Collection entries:
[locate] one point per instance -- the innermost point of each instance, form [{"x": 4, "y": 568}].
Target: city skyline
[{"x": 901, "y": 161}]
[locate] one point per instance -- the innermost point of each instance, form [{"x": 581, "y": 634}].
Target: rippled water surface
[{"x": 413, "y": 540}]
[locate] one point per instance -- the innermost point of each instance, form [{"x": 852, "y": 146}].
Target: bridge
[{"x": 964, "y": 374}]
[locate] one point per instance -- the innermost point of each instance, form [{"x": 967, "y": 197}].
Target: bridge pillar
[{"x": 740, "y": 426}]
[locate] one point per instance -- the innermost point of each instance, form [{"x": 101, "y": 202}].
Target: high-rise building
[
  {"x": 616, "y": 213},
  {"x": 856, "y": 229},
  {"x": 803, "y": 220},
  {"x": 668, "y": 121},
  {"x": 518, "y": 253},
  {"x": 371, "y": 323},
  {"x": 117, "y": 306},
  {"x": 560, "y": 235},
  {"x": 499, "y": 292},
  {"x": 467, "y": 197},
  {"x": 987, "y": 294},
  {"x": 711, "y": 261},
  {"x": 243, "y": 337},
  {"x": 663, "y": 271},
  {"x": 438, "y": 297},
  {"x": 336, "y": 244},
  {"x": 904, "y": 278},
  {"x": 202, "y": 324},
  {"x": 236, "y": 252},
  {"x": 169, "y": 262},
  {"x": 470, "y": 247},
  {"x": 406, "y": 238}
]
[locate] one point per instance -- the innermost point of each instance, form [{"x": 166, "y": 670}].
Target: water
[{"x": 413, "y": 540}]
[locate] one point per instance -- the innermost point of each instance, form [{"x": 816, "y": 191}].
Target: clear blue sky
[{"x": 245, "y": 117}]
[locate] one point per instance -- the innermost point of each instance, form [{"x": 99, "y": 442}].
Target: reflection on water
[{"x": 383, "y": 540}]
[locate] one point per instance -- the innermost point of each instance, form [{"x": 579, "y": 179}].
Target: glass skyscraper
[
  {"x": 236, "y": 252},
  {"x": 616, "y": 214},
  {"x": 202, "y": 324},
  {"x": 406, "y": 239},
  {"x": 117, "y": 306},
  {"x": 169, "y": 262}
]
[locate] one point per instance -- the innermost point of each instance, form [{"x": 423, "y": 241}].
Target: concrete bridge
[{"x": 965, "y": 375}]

= Exercise instructions =
Go back to the data above and please quote exactly, and only, the lines from the line with "Target: water" through its last line.

= Answer to this task =
Target: water
[{"x": 413, "y": 540}]
[locate] one point per instance -- the innermost point of each instance, form [{"x": 816, "y": 191}].
Target: clear blue sky
[{"x": 245, "y": 117}]
[locate] one point per instance -- the innermost point of each instance, form [{"x": 99, "y": 442}].
Target: reflection on water
[{"x": 383, "y": 540}]
[locate] one point per instance -- the innermost point of each instance, form [{"x": 579, "y": 179}].
Target: glass skyscraper
[
  {"x": 236, "y": 252},
  {"x": 616, "y": 214},
  {"x": 202, "y": 324},
  {"x": 406, "y": 239},
  {"x": 117, "y": 306},
  {"x": 169, "y": 262}
]
[locate] one point per instance -- the innermost point of each instance, form [{"x": 423, "y": 241}].
Target: concrete bridge
[{"x": 965, "y": 375}]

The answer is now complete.